My Chemical Romance
Three Cheers For Sweet Revenge
Reprise
2004
B



prior to this record, the best thing done by this New Jersey quintet was a song called “Vampires Will Never Hurt You”. It sounded like three emo songs stapled together, minus the whining, it was about, yes, the undead, and by the time Gerard Way was begging his lover to stake him before the sun went down, you practically had whiplash. There are many things about My Chemical Romance that might initially strike you as dodgy, but the sheer blast force of their music is hard to resist.

It helps that Way and company prove to have a sense of humour, not to mention a sense of pacing. The album “Vampires Will Never Hurt You” issued from, the rather wonderfully titled I Brought You My Bullets, You Brought Me Your Love was intense but not quite compressed enough—some of the tracks, like “Skylines And Turnstiles” had enough force to break through the thin production, but too much of the record sputtered.

With Three Cheers For Sweet Revenge they’ve kept the hyper-romantic, dark (I wouldn’t call them Goth, but they’re not far from it), fatalistic and blackly humourous worldview, moved to a bigger label, got a better producer, and shot out twelve near-flawless songs and an interlude in thirty-nine minutes that, even when it lets up, doesn’t let up. The longest song, closer “I Never Told You What I Do For A Living”, lasts an epic three minutes and fifty-one seconds. Every song is tightly coiled, bursting with muscle and tunefulness, and My Chemical Romance take the music seriously enough that you can too. There’s humour here (Way’s deadpan, spoken “Trust me” in the middle of “I’m Not Okay (I Promise)” is a personal favorite), but the gang isn’t winking at you, which makes it easier to get behind the outlandish stories being told.

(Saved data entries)
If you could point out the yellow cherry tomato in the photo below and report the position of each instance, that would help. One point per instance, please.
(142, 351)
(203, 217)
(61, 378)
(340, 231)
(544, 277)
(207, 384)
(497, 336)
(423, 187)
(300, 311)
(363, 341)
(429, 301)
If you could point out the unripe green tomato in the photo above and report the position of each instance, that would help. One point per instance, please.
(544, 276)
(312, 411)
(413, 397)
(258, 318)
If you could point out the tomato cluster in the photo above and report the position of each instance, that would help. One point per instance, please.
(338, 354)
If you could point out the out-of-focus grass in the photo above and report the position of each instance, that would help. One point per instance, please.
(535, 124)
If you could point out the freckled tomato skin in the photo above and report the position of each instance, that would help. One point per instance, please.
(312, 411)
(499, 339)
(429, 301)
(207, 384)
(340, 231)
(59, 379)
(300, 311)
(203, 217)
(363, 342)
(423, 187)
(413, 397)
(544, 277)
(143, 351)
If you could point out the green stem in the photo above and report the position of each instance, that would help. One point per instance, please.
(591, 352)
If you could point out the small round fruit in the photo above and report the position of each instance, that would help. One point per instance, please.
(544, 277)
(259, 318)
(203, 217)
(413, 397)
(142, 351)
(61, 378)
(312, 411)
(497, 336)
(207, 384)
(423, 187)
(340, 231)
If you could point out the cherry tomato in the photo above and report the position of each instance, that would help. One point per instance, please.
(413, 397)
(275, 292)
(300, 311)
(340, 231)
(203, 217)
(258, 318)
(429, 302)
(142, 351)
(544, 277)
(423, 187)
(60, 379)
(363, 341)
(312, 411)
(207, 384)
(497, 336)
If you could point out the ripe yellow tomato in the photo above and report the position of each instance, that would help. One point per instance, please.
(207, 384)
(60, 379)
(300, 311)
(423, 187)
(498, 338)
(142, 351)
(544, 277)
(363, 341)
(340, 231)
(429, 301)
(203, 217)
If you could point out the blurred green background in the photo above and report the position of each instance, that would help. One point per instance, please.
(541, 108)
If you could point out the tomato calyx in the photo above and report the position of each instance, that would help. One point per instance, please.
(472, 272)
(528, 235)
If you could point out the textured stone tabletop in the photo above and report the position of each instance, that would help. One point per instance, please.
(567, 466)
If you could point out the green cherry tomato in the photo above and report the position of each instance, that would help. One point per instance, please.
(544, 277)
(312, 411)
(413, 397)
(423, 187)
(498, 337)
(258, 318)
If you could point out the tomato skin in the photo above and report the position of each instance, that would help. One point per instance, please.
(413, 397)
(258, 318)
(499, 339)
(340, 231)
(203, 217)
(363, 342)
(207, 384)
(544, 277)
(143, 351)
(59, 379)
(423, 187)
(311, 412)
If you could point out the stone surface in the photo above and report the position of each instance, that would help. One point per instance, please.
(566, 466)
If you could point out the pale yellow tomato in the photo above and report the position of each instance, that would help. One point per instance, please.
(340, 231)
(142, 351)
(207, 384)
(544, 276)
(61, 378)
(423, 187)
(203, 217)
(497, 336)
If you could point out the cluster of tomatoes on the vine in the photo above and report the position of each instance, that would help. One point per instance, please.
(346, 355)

Short problem
Rewrite the album review between "prior to this" and "hard to resist.", inclusive, changing "quintet" to "five-piece".

Written solution
prior to this record, the best thing done by this New Jersey five-piece was a song called “Vampires Will Never Hurt You”. It sounded like three emo songs stapled together, minus the whining, it was about, yes, the undead, and by the time Gerard Way was begging his lover to stake him before the sun went down, you practically had whiplash. There are many things about My Chemical Romance that might initially strike you as dodgy, but the sheer blast force of their music is hard to resist.